■ **Textauszug**:
────────────────────

Wenige Tage nach dem ersten Urteil im Strafprozess gegen die ehemaligen Sparkassenspitze stehen die Zeichen auf Sturm. Vorerhebungsrichter Emilio Schönsberg hat am vergangenen Mittwoch die Anklagepunkte Fälschung der Informationsbroschüre für Anleger (falso in prospetto), Kursmanipulation (Aggiotaggio) und vor allem schwerer Betrug (truffa agravata) als verjährt erklärt.
Demnach werden Norbert Plattner, Peter Lothar Schedl, Richard Maria Seebacher und Sergio Lovecchio nur mehr wegen wahrheitswidriger Mitteilungen an die Aufsichtsbehörde (false communicazioni all´autorità di pubblica vigilanza) vor Gericht stehen.
Am 9. Juni 2021 will Schönsberg die Einleitung des Hauptverfahrens beschließen. Im Prozess werden nicht nur die Banca d’Italia und die Börsenaufsicht CONSOB als Nebenkläger auftreten, sondern auch Massimo Cerniglia und die Aktionärsvereinigung.

────────────────────

■ **Gezeigtes Material**:
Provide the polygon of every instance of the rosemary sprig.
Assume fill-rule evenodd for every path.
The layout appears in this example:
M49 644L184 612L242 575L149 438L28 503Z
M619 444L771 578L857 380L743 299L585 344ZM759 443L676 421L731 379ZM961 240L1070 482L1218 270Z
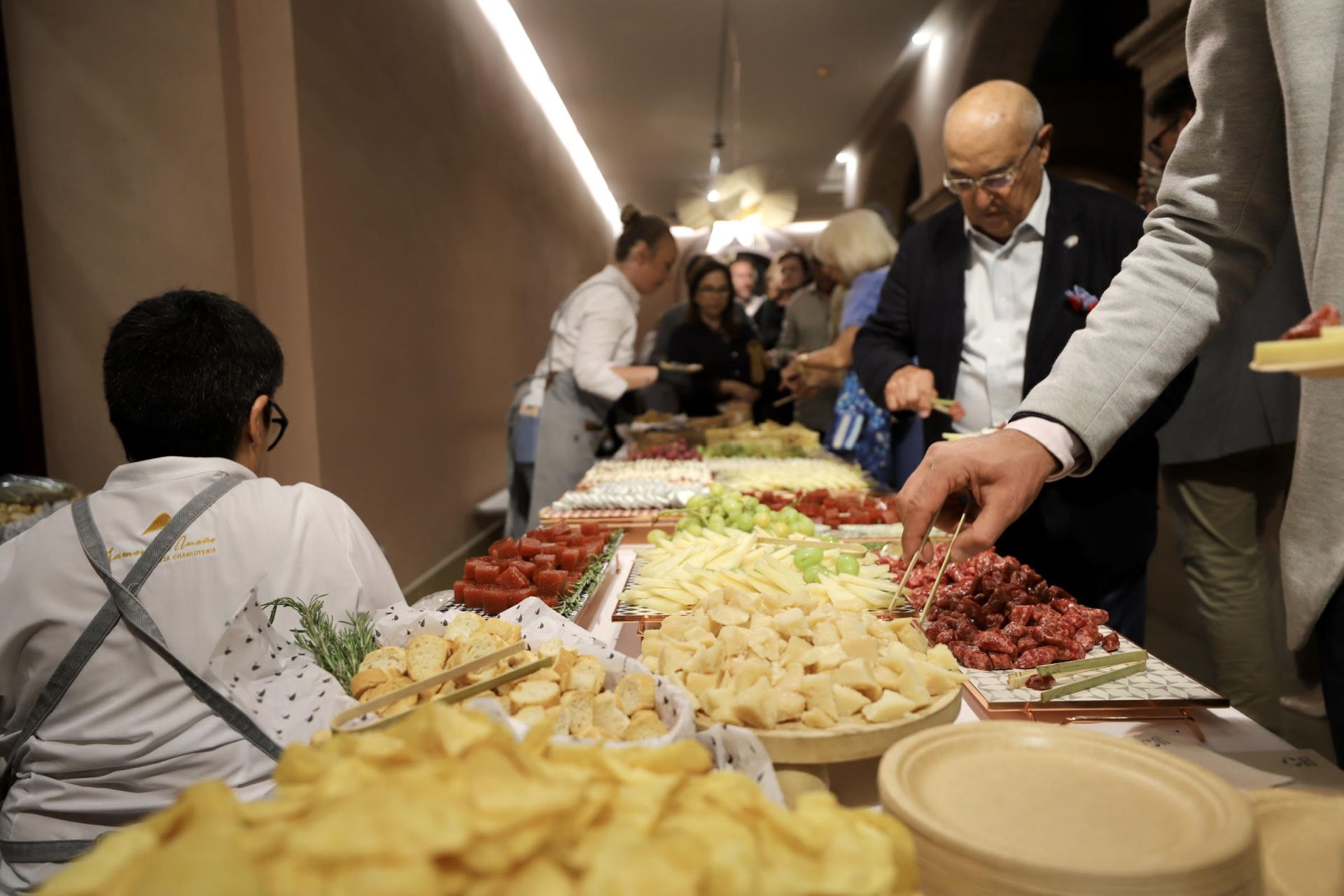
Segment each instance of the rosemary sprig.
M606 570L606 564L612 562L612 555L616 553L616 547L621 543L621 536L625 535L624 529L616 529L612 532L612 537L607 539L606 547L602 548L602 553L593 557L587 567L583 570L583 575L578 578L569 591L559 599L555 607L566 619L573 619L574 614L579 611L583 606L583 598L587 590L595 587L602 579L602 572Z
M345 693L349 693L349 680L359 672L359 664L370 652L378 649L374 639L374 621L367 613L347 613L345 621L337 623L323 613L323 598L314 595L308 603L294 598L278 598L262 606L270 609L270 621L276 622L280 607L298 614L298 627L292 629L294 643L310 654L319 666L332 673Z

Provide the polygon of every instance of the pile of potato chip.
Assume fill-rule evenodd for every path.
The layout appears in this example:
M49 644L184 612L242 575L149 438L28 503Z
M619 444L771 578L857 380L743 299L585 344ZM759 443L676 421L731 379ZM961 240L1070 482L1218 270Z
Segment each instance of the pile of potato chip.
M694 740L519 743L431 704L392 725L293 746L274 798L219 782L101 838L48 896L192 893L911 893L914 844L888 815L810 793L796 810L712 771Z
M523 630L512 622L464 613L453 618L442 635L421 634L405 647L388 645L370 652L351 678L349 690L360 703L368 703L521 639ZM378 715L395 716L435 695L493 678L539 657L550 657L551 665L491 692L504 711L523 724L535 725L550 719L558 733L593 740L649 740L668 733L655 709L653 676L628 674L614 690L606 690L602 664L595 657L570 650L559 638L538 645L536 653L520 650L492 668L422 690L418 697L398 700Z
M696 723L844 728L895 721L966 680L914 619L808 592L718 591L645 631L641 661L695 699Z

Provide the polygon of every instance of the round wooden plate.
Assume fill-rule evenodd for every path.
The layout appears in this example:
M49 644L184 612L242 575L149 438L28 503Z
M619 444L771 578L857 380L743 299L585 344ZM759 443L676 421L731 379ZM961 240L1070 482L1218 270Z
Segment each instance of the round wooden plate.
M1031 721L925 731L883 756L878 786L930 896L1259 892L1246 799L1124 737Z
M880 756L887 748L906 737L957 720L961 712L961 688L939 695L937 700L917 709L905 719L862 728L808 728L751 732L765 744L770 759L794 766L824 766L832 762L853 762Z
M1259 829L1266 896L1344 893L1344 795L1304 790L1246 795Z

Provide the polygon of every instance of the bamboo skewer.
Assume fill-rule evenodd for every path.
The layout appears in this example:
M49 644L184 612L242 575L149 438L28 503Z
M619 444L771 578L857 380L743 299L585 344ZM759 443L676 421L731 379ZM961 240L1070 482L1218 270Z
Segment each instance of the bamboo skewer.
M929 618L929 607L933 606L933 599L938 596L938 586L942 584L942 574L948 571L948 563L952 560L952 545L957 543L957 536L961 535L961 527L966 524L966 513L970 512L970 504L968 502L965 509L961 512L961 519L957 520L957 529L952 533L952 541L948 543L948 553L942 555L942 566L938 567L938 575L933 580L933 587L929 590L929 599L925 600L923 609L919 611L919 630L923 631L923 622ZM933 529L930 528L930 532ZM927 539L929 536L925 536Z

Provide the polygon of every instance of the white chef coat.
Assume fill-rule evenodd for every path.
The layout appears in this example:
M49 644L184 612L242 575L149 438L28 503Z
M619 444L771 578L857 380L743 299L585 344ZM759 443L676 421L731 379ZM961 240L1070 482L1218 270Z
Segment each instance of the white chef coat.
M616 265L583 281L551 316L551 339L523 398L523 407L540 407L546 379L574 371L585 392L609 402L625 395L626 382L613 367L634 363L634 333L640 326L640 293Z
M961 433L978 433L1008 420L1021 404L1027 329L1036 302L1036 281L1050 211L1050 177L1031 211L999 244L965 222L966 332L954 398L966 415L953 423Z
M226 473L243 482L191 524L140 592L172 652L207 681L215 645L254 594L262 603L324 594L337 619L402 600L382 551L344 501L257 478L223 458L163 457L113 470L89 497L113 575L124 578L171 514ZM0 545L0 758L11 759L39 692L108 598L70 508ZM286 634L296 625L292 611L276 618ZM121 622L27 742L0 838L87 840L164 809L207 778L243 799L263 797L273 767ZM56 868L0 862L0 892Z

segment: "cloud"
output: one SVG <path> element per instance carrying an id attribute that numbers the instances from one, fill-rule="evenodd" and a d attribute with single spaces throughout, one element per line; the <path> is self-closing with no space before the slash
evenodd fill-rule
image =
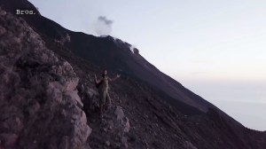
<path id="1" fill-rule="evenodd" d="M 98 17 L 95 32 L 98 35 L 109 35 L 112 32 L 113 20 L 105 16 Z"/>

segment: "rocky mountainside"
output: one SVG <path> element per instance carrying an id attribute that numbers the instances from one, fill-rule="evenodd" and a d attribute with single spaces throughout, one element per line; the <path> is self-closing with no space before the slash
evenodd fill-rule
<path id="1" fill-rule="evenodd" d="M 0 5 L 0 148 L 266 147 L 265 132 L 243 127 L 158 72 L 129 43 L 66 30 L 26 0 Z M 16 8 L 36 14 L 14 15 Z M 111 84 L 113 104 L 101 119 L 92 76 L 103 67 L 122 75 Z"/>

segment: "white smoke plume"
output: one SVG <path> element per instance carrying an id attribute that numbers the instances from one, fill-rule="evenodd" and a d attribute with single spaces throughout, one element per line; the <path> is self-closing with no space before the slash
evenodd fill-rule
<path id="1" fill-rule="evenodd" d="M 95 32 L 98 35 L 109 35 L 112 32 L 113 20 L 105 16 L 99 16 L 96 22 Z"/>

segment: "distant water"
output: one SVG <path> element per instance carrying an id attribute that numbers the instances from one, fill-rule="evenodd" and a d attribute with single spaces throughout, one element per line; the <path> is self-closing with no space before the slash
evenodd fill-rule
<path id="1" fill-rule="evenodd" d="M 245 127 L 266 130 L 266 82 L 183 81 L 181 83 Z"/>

────────────────────

■ **Arbeitsaufträge**:
a – Entnimm dem Textauszug zum Sparkassenprozess wörtlich die Stelle, die mit "Wenige Tage nach" beginnt und bis "als verjährt erklärt." reicht.
b – Erkläre mit ein bis drei Sätzen anhand des Textauszugs zum Sparkassenprozess, warum die vier Angeklagten nur noch wegen wahrheitswidriger Mitteilungen an die Aufsichtsbehörde vor Gericht stehen werden.
c – Beantworte mithilfe des Textauszugs zum Sparkassenprozess die folgenden Fragen:
(i) An welchem Wochentag erklärte Schönsberg die Anklagepunkte für verjährt?
(ii) Für welches Datum plant Schönsberg den Beschluss über die Einleitung des Hauptverfahrens?
(iii) Welche beiden Aufsichtsinstanzen werden im Prozess als Nebenkläger auftreten?

■ **Lösungen**:
a –
Wenige Tage nach dem ersten Urteil im Strafprozess gegen die ehemaligen Sparkassenspitze stehen die Zeichen auf Sturm. Vorerhebungsrichter Emilio Schönsberg hat am vergangenen Mittwoch die Anklagepunkte Fälschung der Informationsbroschüre für Anleger (falso in prospetto), Kursmanipulation (Aggiotaggio) und vor allem schwerer Betrug (truffa agravata) als verjährt erklärt.

b – Vorerhebungsrichter Emilio Schönsberg hat die Anklagepunkte Fälschung der Informationsbroschüre für Anleger, Kursmanipulation und schwerer Betrug als verjährt erklärt. Deshalb bleibt nur der Vorwurf wahrheitswidriger Mitteilungen an die Aufsichtsbehörde übrig.

c –
(i) Am vergangenen Mittwoch.
(ii) Für den 9. Juni 2021.
(iii) Die Banca d'Italia und die Börsenaufsicht CONSOB.